> **The request**
Reproduce the stretch of the entries below from the line containing "mark the region of every instance of the bottle" through the line containing "407 674 L 398", character for character and in their original order.
::: Record excerpts
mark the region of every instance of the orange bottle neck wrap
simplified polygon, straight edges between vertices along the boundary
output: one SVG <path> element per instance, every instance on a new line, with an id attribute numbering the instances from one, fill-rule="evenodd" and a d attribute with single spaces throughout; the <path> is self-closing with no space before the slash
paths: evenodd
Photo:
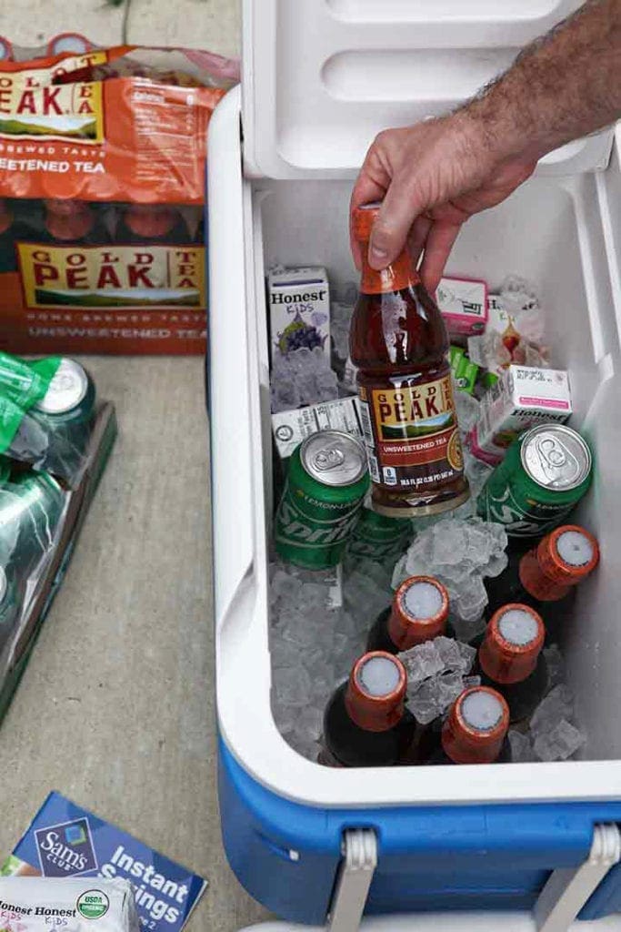
<path id="1" fill-rule="evenodd" d="M 462 704 L 473 692 L 494 695 L 502 707 L 498 722 L 489 731 L 471 728 L 464 720 Z M 509 709 L 501 695 L 489 687 L 466 690 L 452 704 L 442 726 L 441 744 L 444 753 L 455 763 L 493 763 L 498 758 L 509 727 Z"/>
<path id="2" fill-rule="evenodd" d="M 362 665 L 371 657 L 385 657 L 399 669 L 398 682 L 389 693 L 381 696 L 370 695 L 361 689 L 358 674 Z M 354 724 L 366 732 L 388 732 L 398 725 L 405 710 L 405 692 L 407 675 L 401 662 L 383 651 L 373 651 L 364 654 L 354 665 L 347 687 L 344 703 L 347 715 Z"/>
<path id="3" fill-rule="evenodd" d="M 371 268 L 367 257 L 369 244 L 362 243 L 362 280 L 360 292 L 363 295 L 385 295 L 401 291 L 410 285 L 420 283 L 420 277 L 415 271 L 407 250 L 404 250 L 386 268 L 379 271 Z"/>
<path id="4" fill-rule="evenodd" d="M 505 734 L 488 738 L 468 734 L 451 717 L 442 726 L 442 748 L 455 763 L 493 763 L 505 741 Z"/>

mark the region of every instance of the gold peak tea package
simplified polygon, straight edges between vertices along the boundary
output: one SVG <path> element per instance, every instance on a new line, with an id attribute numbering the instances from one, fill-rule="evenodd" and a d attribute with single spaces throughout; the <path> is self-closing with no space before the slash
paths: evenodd
<path id="1" fill-rule="evenodd" d="M 128 46 L 0 61 L 0 348 L 204 351 L 207 131 L 236 77 Z"/>

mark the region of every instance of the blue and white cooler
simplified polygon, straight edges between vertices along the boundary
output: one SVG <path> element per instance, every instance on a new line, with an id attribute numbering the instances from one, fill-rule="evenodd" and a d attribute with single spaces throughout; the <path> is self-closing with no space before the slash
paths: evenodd
<path id="1" fill-rule="evenodd" d="M 277 259 L 325 266 L 337 287 L 356 278 L 348 199 L 375 133 L 454 106 L 579 6 L 244 2 L 243 82 L 213 117 L 209 152 L 220 805 L 233 870 L 288 924 L 346 932 L 364 913 L 377 932 L 560 932 L 575 917 L 621 929 L 618 133 L 545 158 L 466 226 L 448 269 L 535 283 L 571 373 L 571 423 L 595 450 L 577 520 L 601 562 L 562 644 L 588 736 L 580 760 L 334 770 L 298 755 L 270 706 L 265 270 Z"/>

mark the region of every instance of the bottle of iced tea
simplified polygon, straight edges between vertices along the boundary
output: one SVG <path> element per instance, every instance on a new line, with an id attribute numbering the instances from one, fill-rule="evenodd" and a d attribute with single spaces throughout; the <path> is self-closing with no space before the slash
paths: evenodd
<path id="1" fill-rule="evenodd" d="M 407 674 L 398 657 L 360 657 L 332 693 L 323 719 L 319 763 L 331 767 L 390 767 L 411 762 L 416 729 L 405 707 Z"/>
<path id="2" fill-rule="evenodd" d="M 470 492 L 457 428 L 449 339 L 407 249 L 381 271 L 367 260 L 379 204 L 354 212 L 362 281 L 350 331 L 373 483 L 372 507 L 394 517 L 437 514 Z"/>

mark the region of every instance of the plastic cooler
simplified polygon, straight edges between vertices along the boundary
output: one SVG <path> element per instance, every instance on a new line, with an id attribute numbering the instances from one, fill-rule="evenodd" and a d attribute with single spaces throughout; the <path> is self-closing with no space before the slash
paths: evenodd
<path id="1" fill-rule="evenodd" d="M 356 277 L 353 178 L 373 135 L 439 113 L 579 6 L 570 0 L 262 0 L 244 8 L 241 89 L 209 127 L 210 412 L 220 805 L 234 871 L 288 921 L 355 928 L 566 927 L 621 910 L 621 171 L 608 131 L 544 160 L 465 227 L 449 271 L 533 280 L 597 457 L 577 517 L 601 563 L 562 645 L 582 760 L 332 770 L 270 709 L 272 514 L 264 274 Z M 433 916 L 421 913 L 433 911 Z M 457 915 L 449 911 L 461 911 Z M 365 919 L 385 932 L 386 920 Z M 621 928 L 621 919 L 603 921 Z M 275 926 L 276 929 L 276 926 Z"/>

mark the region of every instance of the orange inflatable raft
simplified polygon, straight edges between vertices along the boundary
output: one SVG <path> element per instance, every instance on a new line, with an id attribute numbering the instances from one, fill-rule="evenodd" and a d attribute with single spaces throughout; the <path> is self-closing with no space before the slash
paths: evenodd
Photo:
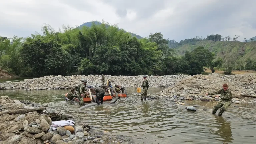
<path id="1" fill-rule="evenodd" d="M 127 97 L 127 95 L 125 94 L 118 94 L 118 95 L 120 97 L 124 98 Z"/>
<path id="2" fill-rule="evenodd" d="M 67 93 L 65 96 L 67 97 L 67 95 L 68 93 Z M 79 102 L 79 100 L 77 98 L 74 98 L 74 100 L 75 101 Z M 91 100 L 90 97 L 84 97 L 83 100 L 84 102 L 90 102 L 91 101 Z M 108 101 L 111 100 L 112 100 L 112 97 L 111 95 L 105 95 L 103 97 L 103 101 Z"/>

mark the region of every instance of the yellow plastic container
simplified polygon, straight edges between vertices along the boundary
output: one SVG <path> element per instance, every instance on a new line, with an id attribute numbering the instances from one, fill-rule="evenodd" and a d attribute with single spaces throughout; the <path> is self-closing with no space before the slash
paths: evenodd
<path id="1" fill-rule="evenodd" d="M 141 88 L 137 88 L 137 92 L 140 93 L 141 92 Z"/>

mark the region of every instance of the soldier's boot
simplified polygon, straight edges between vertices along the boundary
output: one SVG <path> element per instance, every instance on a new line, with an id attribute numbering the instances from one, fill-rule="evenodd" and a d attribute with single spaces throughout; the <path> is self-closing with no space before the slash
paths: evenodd
<path id="1" fill-rule="evenodd" d="M 96 103 L 98 104 L 98 105 L 100 105 L 100 101 L 98 99 L 96 98 L 96 100 L 95 100 L 95 101 L 96 101 Z"/>
<path id="2" fill-rule="evenodd" d="M 218 108 L 214 107 L 213 108 L 213 110 L 212 110 L 212 114 L 215 114 L 216 113 L 216 112 L 217 112 L 218 109 Z"/>
<path id="3" fill-rule="evenodd" d="M 223 113 L 224 113 L 225 111 L 226 111 L 226 110 L 225 108 L 221 108 L 220 109 L 220 110 L 219 112 L 219 114 L 218 114 L 218 115 L 219 116 L 221 116 L 222 115 Z"/>

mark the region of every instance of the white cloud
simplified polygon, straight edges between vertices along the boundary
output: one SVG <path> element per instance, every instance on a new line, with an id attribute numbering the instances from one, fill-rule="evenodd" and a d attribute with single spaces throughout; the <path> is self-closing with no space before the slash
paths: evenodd
<path id="1" fill-rule="evenodd" d="M 219 34 L 256 35 L 256 1 L 2 0 L 0 35 L 29 36 L 47 23 L 56 30 L 104 19 L 143 37 L 161 32 L 177 41 Z"/>

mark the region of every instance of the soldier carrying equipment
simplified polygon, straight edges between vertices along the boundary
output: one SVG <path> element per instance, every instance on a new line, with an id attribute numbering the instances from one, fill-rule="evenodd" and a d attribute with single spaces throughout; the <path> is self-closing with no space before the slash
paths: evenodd
<path id="1" fill-rule="evenodd" d="M 143 75 L 143 77 L 144 80 L 141 86 L 142 87 L 143 89 L 142 90 L 141 95 L 140 96 L 140 99 L 142 101 L 143 100 L 143 96 L 144 96 L 144 100 L 146 100 L 147 99 L 147 91 L 149 86 L 149 85 L 148 84 L 148 80 L 147 79 L 147 76 L 146 75 Z"/>
<path id="2" fill-rule="evenodd" d="M 216 94 L 221 94 L 220 97 L 221 98 L 221 101 L 218 103 L 213 108 L 212 111 L 212 114 L 215 114 L 217 112 L 218 109 L 221 108 L 218 115 L 221 116 L 224 111 L 228 109 L 228 108 L 231 104 L 231 99 L 232 99 L 232 93 L 231 91 L 228 89 L 228 85 L 224 84 L 223 85 L 223 88 L 222 88 L 216 92 L 210 92 L 206 94 L 208 95 L 214 95 Z M 217 96 L 218 97 L 218 96 Z"/>

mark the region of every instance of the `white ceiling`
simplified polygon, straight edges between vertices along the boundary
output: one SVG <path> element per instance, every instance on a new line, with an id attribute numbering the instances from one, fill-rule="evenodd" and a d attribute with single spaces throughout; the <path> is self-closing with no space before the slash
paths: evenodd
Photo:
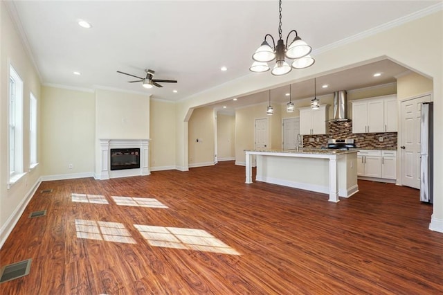
<path id="1" fill-rule="evenodd" d="M 297 30 L 313 47 L 315 58 L 316 51 L 329 44 L 441 2 L 283 1 L 283 38 L 286 42 L 288 33 Z M 278 39 L 277 0 L 14 1 L 8 5 L 45 84 L 138 91 L 177 100 L 246 75 L 271 75 L 248 69 L 264 35 Z M 81 28 L 80 19 L 93 27 Z M 220 71 L 222 66 L 228 71 Z M 144 76 L 145 69 L 156 71 L 154 79 L 178 83 L 148 90 L 116 73 Z M 377 81 L 381 84 L 395 81 L 392 77 L 405 69 L 385 61 L 318 77 L 318 95 L 322 83 L 330 84 L 329 93 L 371 86 L 370 76 L 379 71 L 383 71 Z M 293 99 L 307 97 L 313 81 L 292 87 Z"/>

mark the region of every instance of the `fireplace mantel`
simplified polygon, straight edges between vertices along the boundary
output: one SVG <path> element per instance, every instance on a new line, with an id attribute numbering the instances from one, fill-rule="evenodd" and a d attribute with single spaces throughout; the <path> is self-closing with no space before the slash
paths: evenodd
<path id="1" fill-rule="evenodd" d="M 111 139 L 100 138 L 100 175 L 98 179 L 149 175 L 149 139 Z M 110 170 L 111 148 L 139 148 L 140 168 L 123 170 Z"/>

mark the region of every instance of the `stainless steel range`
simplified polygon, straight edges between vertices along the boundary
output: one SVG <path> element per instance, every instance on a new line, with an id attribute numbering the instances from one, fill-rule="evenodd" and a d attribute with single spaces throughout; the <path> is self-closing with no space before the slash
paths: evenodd
<path id="1" fill-rule="evenodd" d="M 333 139 L 327 140 L 327 148 L 336 150 L 349 150 L 355 148 L 354 138 Z"/>

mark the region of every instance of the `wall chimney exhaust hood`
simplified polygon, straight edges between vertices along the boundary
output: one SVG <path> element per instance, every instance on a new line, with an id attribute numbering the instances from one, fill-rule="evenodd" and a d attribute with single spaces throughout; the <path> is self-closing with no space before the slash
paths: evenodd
::::::
> **Answer in full**
mark the region of every instance of the bottle of iced tea
simplified polygon, straight edges between vertices along the boundary
output: one SVG <path> element per instance, every instance on a new line, with an id attribute numbering the instances from one, fill-rule="evenodd" and a d attribute with single spaces throughout; the <path> is self-closing with no space before the slash
paths: evenodd
<path id="1" fill-rule="evenodd" d="M 407 674 L 398 657 L 360 657 L 332 693 L 323 719 L 319 763 L 331 767 L 390 767 L 411 762 L 416 729 L 405 707 Z"/>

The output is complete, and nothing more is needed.